▶ _Article_
---------------
Mainly just a placeholder post here, as I need to read the articles in this special issue of the Higher Education Chronicle. I have a copy of the new Sam Harris book on order (sigh, why doesn't anyone send me review copies of such books? grumble, grumble), and I've promised to review it for the ABC Religion and Ethics Portal when I've read it. I'll get back to the Chronicle's pieces and say something about them soon, if I can (!), but as always I agree that free will doesn't exist in the sense that Harris seems to have in mind when he claims that, well, free will doesn't exist.
But that doesn't mean that I think it's useful or accurate to say to someone, "You don't have free will" ... which to me at least connotes something false (that our deliberations and efforts are all futile, so we might as well adopt a passive, fatalistic attitude to life).
In short, I'm not at all convinced that "free will" means what Harris thinks it means; however, I'm open to an argument that the meaning of the term has become so confused (or perhaps was always so confused) that we should all drop it and use more specific terminology.
But anyway, I'll be interested in the arguments in the Chronicle piece and in the Sam Harris book. Maybe I'll be convinced by some of the arguments one way or another. Or maybe not. Meanwhile, have at the arguments for yourselves.
H/T Jerry Coyne, who has a good thread running (even if the computer science stuff on the thread is baffling to me).
From Tom Wolfe's essay "Sorry, But Your Soul Just Died":
Since the late 1970s, in the Age of Wilson, college students have been heading into neuroscience in job lots. ...In the venerable field of academic philosophy, young faculty members are jumping ship in embarrassing numbers and shifting into neuroscience. They are heading for the laboratories. Why wrestle with Kant's God, Freedom, and Immortality when it is only a matter of time before neuroscience, probably through brain imaging, reveals the actual physical mechanism that sends these mental constructs, these illusions, synapsing up into the Broca's and Wernicke's areas of the brain?...
---------------
▶ _Source data_
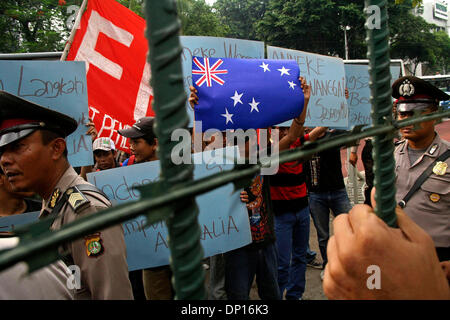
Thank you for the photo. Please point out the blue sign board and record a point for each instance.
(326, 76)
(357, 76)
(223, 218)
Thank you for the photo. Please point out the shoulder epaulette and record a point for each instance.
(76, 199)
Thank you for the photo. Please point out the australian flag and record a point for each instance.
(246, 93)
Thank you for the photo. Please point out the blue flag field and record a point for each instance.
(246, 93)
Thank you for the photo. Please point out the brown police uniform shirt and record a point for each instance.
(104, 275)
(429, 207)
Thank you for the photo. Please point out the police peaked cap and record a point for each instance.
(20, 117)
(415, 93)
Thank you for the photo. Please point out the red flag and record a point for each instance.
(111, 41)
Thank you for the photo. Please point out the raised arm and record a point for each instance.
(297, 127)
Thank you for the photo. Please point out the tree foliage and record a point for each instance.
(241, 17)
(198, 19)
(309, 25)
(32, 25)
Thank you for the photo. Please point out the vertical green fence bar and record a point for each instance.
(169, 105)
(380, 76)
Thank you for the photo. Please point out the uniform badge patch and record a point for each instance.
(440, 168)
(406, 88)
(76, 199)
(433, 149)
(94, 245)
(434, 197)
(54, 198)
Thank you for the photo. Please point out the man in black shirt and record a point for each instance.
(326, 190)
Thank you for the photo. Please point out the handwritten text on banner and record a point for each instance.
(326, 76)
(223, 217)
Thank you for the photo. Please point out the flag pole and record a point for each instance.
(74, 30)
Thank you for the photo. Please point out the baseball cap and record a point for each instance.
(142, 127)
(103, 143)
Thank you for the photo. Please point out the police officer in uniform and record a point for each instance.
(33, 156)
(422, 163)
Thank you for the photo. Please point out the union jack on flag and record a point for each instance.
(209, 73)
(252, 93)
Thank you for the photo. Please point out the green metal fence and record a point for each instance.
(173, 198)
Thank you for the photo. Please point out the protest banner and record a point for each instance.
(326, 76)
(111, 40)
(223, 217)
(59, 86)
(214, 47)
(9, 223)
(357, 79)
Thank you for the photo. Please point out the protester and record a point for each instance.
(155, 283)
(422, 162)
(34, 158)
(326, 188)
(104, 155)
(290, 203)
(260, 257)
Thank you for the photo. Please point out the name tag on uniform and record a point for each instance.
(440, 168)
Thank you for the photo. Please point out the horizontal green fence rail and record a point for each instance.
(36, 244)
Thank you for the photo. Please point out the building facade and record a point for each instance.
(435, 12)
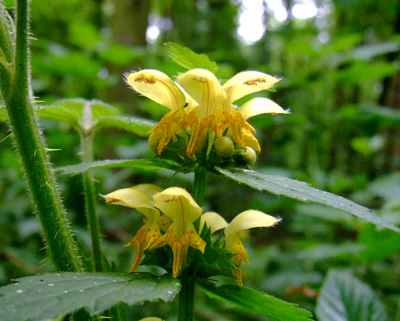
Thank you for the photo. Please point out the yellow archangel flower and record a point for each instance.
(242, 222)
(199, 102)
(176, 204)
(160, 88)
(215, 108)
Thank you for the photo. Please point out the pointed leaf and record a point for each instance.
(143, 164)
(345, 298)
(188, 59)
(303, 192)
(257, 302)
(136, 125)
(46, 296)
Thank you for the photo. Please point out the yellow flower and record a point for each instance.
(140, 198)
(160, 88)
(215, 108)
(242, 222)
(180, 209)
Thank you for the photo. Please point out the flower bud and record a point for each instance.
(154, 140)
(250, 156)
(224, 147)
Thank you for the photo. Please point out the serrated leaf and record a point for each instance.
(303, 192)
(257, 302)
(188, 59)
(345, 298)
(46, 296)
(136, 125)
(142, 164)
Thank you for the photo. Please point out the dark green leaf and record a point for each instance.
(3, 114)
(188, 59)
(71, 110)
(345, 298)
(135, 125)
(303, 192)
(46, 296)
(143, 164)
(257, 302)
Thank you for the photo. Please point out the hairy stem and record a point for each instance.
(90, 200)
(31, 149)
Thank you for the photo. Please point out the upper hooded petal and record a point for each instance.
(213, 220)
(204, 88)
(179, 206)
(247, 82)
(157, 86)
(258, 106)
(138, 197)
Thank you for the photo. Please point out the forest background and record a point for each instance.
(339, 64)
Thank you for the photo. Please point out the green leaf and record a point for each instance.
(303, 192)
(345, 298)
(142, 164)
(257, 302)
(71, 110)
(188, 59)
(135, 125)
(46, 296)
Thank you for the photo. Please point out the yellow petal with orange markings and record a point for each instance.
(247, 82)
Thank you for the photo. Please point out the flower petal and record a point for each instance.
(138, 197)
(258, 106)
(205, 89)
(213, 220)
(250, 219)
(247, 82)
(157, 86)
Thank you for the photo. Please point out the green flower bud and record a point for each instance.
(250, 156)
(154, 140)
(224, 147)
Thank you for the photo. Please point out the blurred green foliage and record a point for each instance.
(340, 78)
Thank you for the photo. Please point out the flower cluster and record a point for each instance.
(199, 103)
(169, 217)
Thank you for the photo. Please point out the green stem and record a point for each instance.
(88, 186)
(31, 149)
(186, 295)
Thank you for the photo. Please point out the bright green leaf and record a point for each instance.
---------------
▶ _Direction 1_
Rewrite the paragraph of the blog post that begins "In short, I'm not at all convinced" in a single shorter sentence, keeping its main points.
▶ _Direction 2_
Copy out every line in the entries that contains the word "shirt".

▶ _Exercise answer 1_
I doubt that "free will" means what Harris thinks it means, though I'm open to the argument that the term has become (or always was) so confused that we should all drop it in favor of more specific terminology.

▶ _Exercise answer 2_
Thank you for the photo. Please point out the brown police uniform shirt and record a point for each instance.
Thank you for the photo. Please point out the man in black shirt and record a point for each instance.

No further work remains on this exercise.